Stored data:
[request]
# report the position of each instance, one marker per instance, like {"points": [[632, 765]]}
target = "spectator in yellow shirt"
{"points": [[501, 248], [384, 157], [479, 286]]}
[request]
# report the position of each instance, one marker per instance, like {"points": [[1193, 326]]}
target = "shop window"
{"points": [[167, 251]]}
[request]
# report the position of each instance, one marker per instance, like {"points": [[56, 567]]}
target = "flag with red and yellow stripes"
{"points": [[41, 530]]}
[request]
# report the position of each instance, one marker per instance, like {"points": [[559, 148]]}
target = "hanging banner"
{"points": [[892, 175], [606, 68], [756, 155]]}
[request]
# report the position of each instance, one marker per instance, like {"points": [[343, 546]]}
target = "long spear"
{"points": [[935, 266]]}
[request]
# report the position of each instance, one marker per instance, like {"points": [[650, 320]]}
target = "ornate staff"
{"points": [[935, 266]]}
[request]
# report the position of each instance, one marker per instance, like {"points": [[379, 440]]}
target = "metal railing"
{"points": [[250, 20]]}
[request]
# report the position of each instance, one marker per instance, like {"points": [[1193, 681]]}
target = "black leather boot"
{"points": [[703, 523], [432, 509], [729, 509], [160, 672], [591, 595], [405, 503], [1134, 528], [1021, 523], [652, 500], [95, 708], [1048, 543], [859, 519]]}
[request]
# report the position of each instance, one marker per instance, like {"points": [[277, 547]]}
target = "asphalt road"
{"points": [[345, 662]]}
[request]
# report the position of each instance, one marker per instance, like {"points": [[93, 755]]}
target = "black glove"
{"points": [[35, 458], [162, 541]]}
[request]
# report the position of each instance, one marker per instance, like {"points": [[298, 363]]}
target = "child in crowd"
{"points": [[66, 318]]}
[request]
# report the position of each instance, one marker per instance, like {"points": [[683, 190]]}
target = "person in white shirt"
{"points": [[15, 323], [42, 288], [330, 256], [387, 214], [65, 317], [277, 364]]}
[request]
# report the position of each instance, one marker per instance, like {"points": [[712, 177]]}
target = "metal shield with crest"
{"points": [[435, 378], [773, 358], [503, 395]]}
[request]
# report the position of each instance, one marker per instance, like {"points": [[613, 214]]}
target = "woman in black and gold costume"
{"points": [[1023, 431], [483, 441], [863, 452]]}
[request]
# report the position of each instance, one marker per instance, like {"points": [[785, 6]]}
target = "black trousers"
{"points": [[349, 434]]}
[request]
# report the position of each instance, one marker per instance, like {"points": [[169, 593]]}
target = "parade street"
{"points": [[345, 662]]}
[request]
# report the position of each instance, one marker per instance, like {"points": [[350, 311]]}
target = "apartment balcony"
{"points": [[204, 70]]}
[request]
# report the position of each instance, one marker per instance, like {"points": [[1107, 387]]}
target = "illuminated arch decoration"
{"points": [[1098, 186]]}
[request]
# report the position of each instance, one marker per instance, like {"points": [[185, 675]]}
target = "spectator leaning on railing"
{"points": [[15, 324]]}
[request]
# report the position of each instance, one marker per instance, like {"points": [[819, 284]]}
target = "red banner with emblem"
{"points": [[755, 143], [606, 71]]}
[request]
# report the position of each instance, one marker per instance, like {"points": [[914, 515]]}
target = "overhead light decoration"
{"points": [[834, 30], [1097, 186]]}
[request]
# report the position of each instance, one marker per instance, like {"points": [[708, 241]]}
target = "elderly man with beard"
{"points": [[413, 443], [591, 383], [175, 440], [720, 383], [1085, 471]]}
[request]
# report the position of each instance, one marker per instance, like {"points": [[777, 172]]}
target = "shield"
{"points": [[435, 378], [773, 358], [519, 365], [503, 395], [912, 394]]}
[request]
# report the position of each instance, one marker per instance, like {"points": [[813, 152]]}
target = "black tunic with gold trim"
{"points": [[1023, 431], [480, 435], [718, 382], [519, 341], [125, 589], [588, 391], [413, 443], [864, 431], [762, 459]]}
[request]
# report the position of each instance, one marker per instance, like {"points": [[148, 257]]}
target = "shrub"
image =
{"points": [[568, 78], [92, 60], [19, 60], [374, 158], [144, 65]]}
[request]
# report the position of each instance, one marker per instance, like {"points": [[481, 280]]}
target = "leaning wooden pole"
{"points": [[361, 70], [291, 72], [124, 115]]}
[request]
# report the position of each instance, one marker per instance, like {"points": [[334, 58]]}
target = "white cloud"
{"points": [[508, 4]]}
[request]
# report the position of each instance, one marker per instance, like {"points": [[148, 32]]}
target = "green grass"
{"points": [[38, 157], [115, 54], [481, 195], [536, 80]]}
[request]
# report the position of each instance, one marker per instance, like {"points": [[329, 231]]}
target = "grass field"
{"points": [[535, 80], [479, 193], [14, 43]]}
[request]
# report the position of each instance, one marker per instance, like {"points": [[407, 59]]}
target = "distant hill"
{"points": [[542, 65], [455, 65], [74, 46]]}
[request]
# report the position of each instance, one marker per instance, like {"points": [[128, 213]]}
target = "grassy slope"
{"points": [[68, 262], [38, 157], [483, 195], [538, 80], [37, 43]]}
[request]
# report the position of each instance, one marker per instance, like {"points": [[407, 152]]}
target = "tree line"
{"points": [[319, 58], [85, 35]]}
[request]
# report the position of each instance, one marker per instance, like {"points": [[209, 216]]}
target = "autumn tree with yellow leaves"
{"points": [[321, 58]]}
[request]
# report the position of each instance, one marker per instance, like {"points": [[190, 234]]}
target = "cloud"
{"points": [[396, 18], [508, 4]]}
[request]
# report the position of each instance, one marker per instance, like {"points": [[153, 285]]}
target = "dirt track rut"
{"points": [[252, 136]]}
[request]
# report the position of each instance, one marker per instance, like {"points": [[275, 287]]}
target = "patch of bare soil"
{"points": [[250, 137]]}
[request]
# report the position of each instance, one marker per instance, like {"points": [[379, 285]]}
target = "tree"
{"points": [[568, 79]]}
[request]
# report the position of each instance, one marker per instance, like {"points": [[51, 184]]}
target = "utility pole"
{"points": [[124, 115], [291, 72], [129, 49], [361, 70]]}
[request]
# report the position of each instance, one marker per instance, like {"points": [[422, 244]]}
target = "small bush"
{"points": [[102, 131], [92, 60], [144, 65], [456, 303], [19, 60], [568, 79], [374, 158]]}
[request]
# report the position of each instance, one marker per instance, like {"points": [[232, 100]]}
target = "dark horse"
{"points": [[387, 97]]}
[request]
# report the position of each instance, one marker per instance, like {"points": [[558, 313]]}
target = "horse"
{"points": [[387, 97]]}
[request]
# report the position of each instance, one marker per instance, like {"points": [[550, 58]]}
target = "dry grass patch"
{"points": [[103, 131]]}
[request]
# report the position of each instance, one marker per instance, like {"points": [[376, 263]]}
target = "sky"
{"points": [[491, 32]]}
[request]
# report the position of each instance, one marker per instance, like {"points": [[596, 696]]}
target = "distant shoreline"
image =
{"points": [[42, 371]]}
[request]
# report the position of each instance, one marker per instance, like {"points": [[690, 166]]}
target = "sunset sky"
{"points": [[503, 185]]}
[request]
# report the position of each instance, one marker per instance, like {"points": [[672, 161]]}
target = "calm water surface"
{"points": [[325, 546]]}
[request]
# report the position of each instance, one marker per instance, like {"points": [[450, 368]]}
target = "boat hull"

Work instructions: A verbatim copy of all the entries is the expected result.

Expected output:
[request]
# report the position of each instance, one marker per instance, like {"points": [[632, 765]]}
target = "spectator in yellow shirt"
{"points": [[501, 248], [384, 157], [479, 286]]}
[request]
# report the position of each instance, one marker per instance, like {"points": [[1193, 326]]}
target = "shop window"
{"points": [[167, 251]]}
[request]
# report the position of each instance, one marker per instance, like {"points": [[56, 567]]}
target = "flag with red and yellow stripes"
{"points": [[41, 530]]}
[request]
# report the position of each instance, one marker per instance, like {"points": [[559, 148]]}
target = "hanging banner"
{"points": [[892, 175], [606, 68], [756, 155]]}
[request]
# report the position of each instance, one marker per instance, like {"points": [[343, 546]]}
target = "long spear"
{"points": [[935, 266]]}
[request]
# report the position of each instance, one marker per instance, like {"points": [[650, 320]]}
target = "ornate staff"
{"points": [[935, 266]]}
[request]
# report the position of each instance, one marker per instance, like {"points": [[379, 440]]}
target = "metal railing"
{"points": [[250, 20]]}
[request]
# report the position of each instance, one marker per instance, like {"points": [[1193, 681]]}
target = "black leather boot"
{"points": [[703, 523], [432, 509], [729, 509], [160, 672], [591, 595], [405, 503], [1134, 528], [1021, 523], [652, 500], [95, 708], [1048, 543], [859, 519]]}
[request]
# report the position of each instance, one marker per instance, like {"points": [[277, 547]]}
target = "asphalt road"
{"points": [[345, 662]]}
[request]
# report the position of each instance, one marker per instance, like {"points": [[93, 755]]}
target = "black glove"
{"points": [[35, 458], [162, 541]]}
[request]
# report the position of each instance, one marker per instance, like {"points": [[298, 363]]}
target = "child in crowd"
{"points": [[66, 318]]}
[request]
# report the position of each instance, one marker per instance, like {"points": [[683, 190]]}
target = "person in white shirt"
{"points": [[15, 323], [42, 288], [330, 256], [387, 214], [65, 317], [277, 364]]}
[request]
# report the position of each instance, one marker per instance, like {"points": [[712, 177]]}
target = "metal shield with crest"
{"points": [[435, 378], [773, 358], [503, 395]]}
[request]
# report the position of each instance, one marker per instance, like {"points": [[613, 214]]}
target = "woman in black and gold costume"
{"points": [[1023, 431], [483, 441], [863, 452]]}
[request]
# report the position of each instance, one marker per instance, like {"points": [[785, 6]]}
target = "black trousers"
{"points": [[349, 434]]}
[request]
# report the position of each instance, one marker per instance, like {"points": [[169, 593]]}
target = "parade street"
{"points": [[345, 662]]}
[request]
# report the position of each instance, one marker per instance, like {"points": [[350, 311]]}
target = "apartment balcony"
{"points": [[204, 70]]}
[request]
# report the position of each instance, one marker per instance, like {"points": [[1107, 387]]}
target = "illuminated arch decoration"
{"points": [[1098, 186]]}
[request]
# report the position of each instance, one marker per instance, like {"points": [[185, 675]]}
target = "spectator leaning on railing"
{"points": [[15, 324]]}
[request]
# report the position of each instance, one marker per instance, like {"points": [[819, 284]]}
target = "red banner with emblem"
{"points": [[755, 143], [606, 71]]}
[request]
# report the position of each instance, one marker per instance, like {"points": [[914, 515]]}
target = "overhead light decoration"
{"points": [[834, 30], [1097, 186]]}
[request]
# report the position of each instance, one marker per instance, like {"points": [[708, 241]]}
target = "elderly man with beard"
{"points": [[413, 443], [591, 383], [175, 440], [720, 383], [1085, 471]]}
[request]
# report the position of each instance, one marker per instance, like {"points": [[777, 172]]}
target = "shield"
{"points": [[435, 378], [773, 358], [519, 365], [503, 395], [912, 394]]}
[request]
# report the position of each instance, one marker per instance, like {"points": [[813, 152]]}
target = "black tunic with gold trim"
{"points": [[1023, 431], [480, 435], [718, 382], [519, 341], [125, 589], [588, 391], [413, 443], [864, 431], [762, 459]]}
[request]
# report the position of each instance, one marker per instance, like {"points": [[148, 257]]}
target = "shrub"
image =
{"points": [[568, 78], [92, 60], [19, 60], [374, 158], [144, 65]]}
[request]
# report the position of each instance, one marker per instance, like {"points": [[481, 280]]}
target = "leaning wooden pole"
{"points": [[361, 70], [291, 72], [124, 115]]}
[request]
# report the position of each instance, one marker per instance, like {"points": [[334, 58]]}
target = "white cloud"
{"points": [[508, 4]]}
[request]
# report the position of each instance, one marker per instance, like {"points": [[148, 32]]}
target = "green grass"
{"points": [[38, 157], [115, 54], [481, 195], [536, 80]]}
[request]
# report the position of each instance, one marker per instance, like {"points": [[329, 231]]}
target = "grass field"
{"points": [[535, 80], [479, 193], [14, 43]]}
[request]
# report the position of each instance, one marker per instance, like {"points": [[407, 59]]}
target = "distant hill"
{"points": [[542, 65], [455, 65], [74, 46]]}
[request]
# report the position of each instance, one marker per instance, like {"points": [[128, 213]]}
target = "grassy slope"
{"points": [[68, 262], [38, 157], [483, 195], [538, 80], [37, 43]]}
[request]
# report the position of each instance, one marker per instance, like {"points": [[407, 152]]}
target = "tree line"
{"points": [[319, 58], [85, 35]]}
[request]
# report the position of each instance, one marker per instance, like {"points": [[209, 216]]}
target = "autumn tree with yellow leaves"
{"points": [[321, 58]]}
[request]
# report the position of each instance, one marker per instance, like {"points": [[190, 234]]}
target = "cloud"
{"points": [[396, 18], [508, 4]]}
[request]
# report the position of each instance, one marker per instance, like {"points": [[153, 285]]}
target = "dirt track rut"
{"points": [[252, 136]]}
[request]
# report the position of each instance, one marker per instance, like {"points": [[275, 287]]}
target = "patch of bare soil"
{"points": [[250, 137]]}
[request]
# report the position of each instance, one marker per instance, like {"points": [[379, 285]]}
target = "tree"
{"points": [[568, 79]]}
[request]
# report the position of each instance, one marker per instance, like {"points": [[51, 184]]}
target = "utility pole"
{"points": [[124, 115], [291, 72], [129, 49], [361, 70]]}
[request]
# report the position of each instance, one marker per instance, like {"points": [[422, 244]]}
target = "small bush"
{"points": [[102, 131], [92, 60], [144, 65], [456, 303], [19, 60], [568, 79], [374, 158]]}
[request]
# report the position of each instance, one marker per instance, like {"points": [[232, 100]]}
target = "dark horse"
{"points": [[387, 97]]}
[request]
# report the position of each instance, one marker per instance, like {"points": [[558, 313]]}
target = "horse"
{"points": [[387, 97]]}
[request]
# report the position of each instance, one marker per instance, like {"points": [[550, 58]]}
target = "dry grass patch"
{"points": [[103, 131]]}
[request]
# report the position of each instance, one marker per instance, like {"points": [[376, 263]]}
target = "sky"
{"points": [[491, 32]]}
[request]
# report the position of each instance, one marker per instance, like {"points": [[596, 696]]}
target = "distant shoreline"
image =
{"points": [[42, 371]]}
[request]
# report the position of each instance, one marker per instance, like {"points": [[690, 166]]}
target = "sunset sky"
{"points": [[503, 185]]}
[request]
# report the position of each instance, one marker per instance, like {"points": [[672, 161]]}
target = "calm water surface"
{"points": [[325, 546]]}
[request]
# report the position of each instance, one marker per instance, like {"points": [[450, 368]]}
target = "boat hull"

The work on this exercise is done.